AIM >>
Copy everything from the line that contains "Where can the young" down through the end of the records, changing "blonde hair" to "fair hair" and leaving all else as is.

Object point labels
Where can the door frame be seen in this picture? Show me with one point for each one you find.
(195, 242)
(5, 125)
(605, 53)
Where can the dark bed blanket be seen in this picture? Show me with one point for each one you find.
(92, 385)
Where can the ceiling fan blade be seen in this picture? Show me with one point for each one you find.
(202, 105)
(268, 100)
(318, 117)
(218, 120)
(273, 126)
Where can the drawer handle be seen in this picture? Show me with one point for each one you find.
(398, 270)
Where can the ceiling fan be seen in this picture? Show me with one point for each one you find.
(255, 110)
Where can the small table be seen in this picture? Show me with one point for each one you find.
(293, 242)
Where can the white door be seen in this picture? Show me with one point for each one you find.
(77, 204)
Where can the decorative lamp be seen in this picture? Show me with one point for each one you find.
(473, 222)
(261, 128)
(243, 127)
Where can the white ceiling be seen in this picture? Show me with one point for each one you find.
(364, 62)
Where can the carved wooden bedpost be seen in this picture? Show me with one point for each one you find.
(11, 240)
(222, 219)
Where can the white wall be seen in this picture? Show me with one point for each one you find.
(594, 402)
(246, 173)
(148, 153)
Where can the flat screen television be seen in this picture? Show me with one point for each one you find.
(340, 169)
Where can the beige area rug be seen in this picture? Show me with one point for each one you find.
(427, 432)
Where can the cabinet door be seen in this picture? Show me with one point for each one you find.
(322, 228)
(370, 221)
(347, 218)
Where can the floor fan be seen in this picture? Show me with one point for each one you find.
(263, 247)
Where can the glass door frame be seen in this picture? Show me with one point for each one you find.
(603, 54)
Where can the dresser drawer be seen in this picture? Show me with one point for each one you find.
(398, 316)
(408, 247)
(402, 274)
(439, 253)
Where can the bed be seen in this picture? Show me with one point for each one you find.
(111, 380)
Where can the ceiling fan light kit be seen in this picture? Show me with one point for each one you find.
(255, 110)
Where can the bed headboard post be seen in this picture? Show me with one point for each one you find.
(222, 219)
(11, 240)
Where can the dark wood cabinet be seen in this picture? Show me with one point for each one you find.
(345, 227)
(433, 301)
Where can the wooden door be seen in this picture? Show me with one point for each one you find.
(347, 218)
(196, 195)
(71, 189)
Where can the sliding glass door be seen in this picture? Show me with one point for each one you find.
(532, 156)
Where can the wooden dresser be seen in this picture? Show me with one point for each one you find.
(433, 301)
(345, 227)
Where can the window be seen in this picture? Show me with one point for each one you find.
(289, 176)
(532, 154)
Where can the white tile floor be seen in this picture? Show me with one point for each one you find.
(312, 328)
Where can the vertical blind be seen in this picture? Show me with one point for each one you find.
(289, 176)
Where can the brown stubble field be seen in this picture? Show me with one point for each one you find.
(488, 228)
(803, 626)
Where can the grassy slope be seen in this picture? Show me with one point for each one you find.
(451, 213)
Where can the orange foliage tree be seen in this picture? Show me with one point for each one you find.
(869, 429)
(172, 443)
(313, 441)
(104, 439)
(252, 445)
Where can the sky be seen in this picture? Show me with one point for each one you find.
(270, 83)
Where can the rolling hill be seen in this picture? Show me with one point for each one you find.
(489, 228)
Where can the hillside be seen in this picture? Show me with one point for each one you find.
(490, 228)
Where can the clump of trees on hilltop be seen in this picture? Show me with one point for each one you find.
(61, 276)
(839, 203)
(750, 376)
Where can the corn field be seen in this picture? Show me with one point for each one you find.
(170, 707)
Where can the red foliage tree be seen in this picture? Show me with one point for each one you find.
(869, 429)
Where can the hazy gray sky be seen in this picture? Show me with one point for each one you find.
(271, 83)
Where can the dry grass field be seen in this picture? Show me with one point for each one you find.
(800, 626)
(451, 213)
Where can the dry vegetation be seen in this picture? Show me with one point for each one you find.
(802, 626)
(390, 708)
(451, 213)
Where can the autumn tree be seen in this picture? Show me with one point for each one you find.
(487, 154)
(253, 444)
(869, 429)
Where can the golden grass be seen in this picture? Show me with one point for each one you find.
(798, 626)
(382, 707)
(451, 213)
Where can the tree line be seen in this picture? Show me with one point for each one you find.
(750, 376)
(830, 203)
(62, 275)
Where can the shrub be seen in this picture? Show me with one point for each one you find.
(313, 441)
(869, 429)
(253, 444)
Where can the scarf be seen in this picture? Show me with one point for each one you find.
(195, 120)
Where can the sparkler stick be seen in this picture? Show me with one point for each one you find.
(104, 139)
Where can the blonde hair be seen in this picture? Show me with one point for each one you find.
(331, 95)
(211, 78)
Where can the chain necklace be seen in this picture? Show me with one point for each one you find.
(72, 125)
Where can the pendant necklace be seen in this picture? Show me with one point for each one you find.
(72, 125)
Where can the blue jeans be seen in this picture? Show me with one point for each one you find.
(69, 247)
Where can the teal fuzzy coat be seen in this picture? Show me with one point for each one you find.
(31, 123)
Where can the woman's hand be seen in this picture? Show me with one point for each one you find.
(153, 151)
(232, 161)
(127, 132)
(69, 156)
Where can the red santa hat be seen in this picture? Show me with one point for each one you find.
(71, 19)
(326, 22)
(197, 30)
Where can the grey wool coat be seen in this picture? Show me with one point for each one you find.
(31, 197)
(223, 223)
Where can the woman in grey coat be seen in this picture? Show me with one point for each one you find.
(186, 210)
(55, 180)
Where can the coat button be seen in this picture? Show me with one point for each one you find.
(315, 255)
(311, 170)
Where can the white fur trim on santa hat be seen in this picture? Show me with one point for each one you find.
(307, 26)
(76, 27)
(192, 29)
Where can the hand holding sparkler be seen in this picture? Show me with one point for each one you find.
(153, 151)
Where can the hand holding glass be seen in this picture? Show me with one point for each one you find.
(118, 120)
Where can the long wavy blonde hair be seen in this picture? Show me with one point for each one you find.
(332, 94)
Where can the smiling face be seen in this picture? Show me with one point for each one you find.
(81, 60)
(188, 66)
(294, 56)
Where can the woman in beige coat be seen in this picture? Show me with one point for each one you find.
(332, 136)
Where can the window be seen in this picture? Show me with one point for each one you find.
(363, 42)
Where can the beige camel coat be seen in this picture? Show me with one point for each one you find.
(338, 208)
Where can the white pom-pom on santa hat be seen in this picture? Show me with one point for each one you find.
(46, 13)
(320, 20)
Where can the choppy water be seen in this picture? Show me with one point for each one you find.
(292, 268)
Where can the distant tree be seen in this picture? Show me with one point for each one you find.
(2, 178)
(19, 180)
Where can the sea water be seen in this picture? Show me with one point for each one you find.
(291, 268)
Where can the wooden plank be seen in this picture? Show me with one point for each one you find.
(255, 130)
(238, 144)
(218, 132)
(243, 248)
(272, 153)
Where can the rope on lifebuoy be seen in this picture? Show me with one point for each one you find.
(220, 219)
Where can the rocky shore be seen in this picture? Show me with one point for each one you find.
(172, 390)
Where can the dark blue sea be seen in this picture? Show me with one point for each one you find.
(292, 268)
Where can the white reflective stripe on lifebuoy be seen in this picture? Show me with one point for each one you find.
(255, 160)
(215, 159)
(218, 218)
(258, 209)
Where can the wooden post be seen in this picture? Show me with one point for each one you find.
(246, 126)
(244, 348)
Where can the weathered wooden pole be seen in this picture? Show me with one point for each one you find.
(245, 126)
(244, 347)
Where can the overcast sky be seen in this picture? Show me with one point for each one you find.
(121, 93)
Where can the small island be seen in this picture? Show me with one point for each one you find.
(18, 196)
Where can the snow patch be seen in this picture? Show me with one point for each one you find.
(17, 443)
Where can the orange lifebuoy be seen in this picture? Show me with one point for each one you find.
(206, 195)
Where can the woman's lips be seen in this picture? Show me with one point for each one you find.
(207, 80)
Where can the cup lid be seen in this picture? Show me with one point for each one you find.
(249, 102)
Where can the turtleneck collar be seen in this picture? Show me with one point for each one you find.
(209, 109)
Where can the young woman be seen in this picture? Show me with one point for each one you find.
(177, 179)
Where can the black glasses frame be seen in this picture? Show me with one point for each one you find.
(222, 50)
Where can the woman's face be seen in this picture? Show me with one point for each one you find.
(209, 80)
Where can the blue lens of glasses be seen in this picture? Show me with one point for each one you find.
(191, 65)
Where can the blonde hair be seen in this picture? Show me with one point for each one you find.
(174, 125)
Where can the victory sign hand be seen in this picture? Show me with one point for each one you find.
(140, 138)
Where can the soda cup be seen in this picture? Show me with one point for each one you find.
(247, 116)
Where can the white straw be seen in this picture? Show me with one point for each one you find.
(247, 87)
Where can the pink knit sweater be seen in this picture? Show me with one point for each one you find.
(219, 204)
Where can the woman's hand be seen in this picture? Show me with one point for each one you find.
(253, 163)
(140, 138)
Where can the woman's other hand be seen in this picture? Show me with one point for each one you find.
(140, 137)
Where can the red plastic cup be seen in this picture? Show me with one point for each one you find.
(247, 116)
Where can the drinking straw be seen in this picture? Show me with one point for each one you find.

CORRECT RESULT >>
Where can the young woman be seen in this picture? Show me with one point for each one you find.
(177, 179)
Where can the black glasses frame be seen in this picture? Show me with one point for each one you find.
(222, 50)
Where can the woman's face be seen in this picture? Show me with one point for each one you find.
(209, 80)
Where can the blue lens of glasses be seen in this picture? Show me with one point for each one you find.
(191, 65)
Where can the fair hair be seen in this picture? Show me with one point for each one you find.
(174, 125)
Where can the victory sign hand be seen in this picture? Show me with one point for each one you find.
(140, 138)
Where can the soda cup be seen in this picture? Show me with one point for each one you find.
(247, 116)
Where can the white straw be seen in this picture? Show me with one point for each one you find.
(247, 87)
Where can the pink knit sweater be seen in this picture? Show me with one point for each one you find.
(219, 204)
Where can the woman's hand be seen in this picture? Show me with one point for each one you find.
(253, 163)
(140, 138)
Where can the woman's other hand be seen in this picture? Show me with one point for each one you find.
(140, 137)
Where can the red plastic cup be seen in this picture? Show me with one point for each one you find.
(247, 116)
Where can the drinking straw be seen in this picture? Show me with one point for each one you find.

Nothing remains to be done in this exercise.